Word cloud’s allow you to see the most frequently used words. By filtering out stop words, we are able to see the most frequent important words that each candidate used during the debate. The larger the word on the word cloud, the more frequently it is used.

library(wordcloud2)
trump_2_words %>%
  anti_join(stop_words) %>%
  count(word, sort = TRUE) %>%
  filter(!word %in% c("that's", "it's", "we're")) %>%
  head(200) %>%
  wordcloud2()
trump_2_words %>%
  anti_join(stop_words) %>%
  count(word, sort = TRUE) %>%
  filter(!word %in% c("that's", "it's", "we're")) %>%
  head(20) %>%
  knitr::kable()
word n
country 51
people 37
secretary 26
clinton 21
companies 20
jobs 19
bad 17
money 17
bring 15
leaving 15
lot 15
tax 15
time 15
agree 14
deal 14
isis 14
war 14
world 14
stop 13
countries 12

After looking at Trump’s word cloud and filtering out filler words, we can see his most frequent words were, “country,” “secretary,” “Clinton,” “jobs,” etc. When looking at the wordcloud, we can see many other interesting words such as, “isis,” “money,” “Russia,”jobs.” There is also a lot of mention of other countries. This makes me wonder if one of Clinton’s most frequent words was “Trump,” or “Donald,” and if she also brings up other countries as frequently.

hillary_words %>%
  anti_join(stop_words) %>%
  count(word, sort = TRUE) %>%
  filter(!word %in% c("that's", "it's", "we're")) %>%
  head(200) %>%
  wordcloud2()
hillary_words %>%
  anti_join(stop_words) %>%
  count(word, sort = TRUE) %>%
  filter(!word %in% c("that's", "it's", "we're")) %>%
  head(20) %>%
  knitr::kable()

## Data lines
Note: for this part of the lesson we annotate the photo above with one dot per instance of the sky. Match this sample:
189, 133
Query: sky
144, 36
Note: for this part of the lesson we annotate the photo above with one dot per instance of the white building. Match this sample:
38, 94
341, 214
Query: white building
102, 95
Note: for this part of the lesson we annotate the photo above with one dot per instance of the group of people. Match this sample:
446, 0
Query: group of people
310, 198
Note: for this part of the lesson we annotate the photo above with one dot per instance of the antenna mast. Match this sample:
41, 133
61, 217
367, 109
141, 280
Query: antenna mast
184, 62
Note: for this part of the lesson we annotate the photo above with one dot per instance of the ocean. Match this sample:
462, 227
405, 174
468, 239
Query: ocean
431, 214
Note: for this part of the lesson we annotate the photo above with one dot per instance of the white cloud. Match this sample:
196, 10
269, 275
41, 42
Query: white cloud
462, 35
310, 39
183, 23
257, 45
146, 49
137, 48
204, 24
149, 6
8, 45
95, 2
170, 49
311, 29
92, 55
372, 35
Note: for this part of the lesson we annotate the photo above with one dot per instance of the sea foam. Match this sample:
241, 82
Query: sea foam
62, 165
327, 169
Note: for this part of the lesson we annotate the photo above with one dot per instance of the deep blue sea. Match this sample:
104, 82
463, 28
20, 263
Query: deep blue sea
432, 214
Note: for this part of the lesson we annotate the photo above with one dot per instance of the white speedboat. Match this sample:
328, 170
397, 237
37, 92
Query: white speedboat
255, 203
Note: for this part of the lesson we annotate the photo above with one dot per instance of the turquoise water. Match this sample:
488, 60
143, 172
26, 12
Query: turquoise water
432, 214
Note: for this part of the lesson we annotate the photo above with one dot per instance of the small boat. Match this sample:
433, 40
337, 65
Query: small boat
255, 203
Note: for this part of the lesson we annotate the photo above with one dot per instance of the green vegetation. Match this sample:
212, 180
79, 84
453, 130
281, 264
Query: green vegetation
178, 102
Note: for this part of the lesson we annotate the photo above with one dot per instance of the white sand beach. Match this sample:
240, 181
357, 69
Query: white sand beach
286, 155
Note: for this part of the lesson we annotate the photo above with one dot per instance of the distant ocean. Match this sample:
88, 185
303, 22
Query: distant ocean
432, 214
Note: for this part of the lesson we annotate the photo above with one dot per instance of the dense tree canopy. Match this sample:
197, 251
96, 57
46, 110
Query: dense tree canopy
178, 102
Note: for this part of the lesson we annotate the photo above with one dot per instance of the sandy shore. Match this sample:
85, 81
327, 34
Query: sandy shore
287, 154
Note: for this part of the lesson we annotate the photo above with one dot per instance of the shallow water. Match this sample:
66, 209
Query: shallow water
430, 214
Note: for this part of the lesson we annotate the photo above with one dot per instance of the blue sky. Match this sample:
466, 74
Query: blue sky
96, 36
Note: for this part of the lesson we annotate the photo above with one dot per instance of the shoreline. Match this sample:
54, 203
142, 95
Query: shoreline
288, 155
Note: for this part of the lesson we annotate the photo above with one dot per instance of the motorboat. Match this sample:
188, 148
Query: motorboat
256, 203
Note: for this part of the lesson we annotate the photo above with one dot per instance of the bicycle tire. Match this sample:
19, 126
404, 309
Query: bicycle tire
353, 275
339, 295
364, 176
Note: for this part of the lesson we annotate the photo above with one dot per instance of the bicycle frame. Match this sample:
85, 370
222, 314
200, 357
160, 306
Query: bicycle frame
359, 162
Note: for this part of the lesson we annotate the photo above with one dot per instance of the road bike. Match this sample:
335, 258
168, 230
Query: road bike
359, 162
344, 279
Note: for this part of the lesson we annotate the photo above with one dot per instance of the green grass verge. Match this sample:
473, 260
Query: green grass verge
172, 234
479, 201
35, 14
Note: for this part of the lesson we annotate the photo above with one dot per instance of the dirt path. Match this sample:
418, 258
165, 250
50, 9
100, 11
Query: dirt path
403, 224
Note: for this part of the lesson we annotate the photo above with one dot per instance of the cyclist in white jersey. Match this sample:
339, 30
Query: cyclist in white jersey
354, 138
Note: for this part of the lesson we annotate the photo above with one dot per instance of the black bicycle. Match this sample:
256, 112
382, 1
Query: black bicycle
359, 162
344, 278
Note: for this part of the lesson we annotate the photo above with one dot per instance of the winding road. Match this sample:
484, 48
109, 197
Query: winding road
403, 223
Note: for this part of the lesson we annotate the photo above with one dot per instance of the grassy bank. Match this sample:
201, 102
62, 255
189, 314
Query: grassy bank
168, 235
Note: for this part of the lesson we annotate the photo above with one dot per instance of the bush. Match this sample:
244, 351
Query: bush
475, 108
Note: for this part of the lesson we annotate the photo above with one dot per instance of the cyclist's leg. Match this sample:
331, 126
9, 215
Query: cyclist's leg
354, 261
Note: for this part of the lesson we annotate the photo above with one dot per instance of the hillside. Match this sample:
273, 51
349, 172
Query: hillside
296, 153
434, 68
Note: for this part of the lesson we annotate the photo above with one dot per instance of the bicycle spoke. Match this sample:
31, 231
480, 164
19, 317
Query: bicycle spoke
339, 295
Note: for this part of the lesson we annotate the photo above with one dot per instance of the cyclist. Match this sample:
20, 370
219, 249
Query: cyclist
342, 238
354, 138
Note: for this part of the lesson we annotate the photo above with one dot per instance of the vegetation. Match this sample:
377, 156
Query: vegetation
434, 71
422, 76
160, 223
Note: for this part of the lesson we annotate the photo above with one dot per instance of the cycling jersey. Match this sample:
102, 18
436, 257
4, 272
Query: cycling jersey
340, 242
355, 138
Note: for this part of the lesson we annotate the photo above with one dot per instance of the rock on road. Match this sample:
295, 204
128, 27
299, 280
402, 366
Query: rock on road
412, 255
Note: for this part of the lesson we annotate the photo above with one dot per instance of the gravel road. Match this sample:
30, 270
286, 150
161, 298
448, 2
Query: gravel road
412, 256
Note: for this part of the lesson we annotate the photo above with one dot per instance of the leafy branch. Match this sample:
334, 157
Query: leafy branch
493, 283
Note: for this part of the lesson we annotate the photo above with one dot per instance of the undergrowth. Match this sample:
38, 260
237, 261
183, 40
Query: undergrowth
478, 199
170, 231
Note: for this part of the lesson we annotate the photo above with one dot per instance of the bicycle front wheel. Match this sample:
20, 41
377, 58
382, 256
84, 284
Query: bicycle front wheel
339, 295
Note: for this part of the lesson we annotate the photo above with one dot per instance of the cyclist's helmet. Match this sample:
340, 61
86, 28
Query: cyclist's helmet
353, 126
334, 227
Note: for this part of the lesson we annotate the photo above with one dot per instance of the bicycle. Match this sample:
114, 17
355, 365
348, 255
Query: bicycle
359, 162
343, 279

## Work to complete
1 - According to the debate word cloud text, what does it mean when a word appears larger on a word cloud?
2 - Please continue the debate word cloud text from where it stops.

## Answer list
1 - The word is used more frequently.

2 -
word n
people 33
donald 27
lot 18
jobs 17
country 16
tax 16
business 15
american 13
economy 13
nuclear 11
police 11
communities 10
debt 10
million 10
deal 9
middle 9
information 8
iran 8
isis 8
plan 8

After looking at Clinton’s word cloud and filtering out filler words, we can see her most frequent words were, “country,” “people,” “American,” “tax,” and “business.” Hillary had a lot less mentions of other countries compared to Trump.

Next I wanted to see the most frequent negative and positive words they both used.

We can see from this chart showing Trumps frequency of negative words, his most commonly used words were “bad” and “wrong.”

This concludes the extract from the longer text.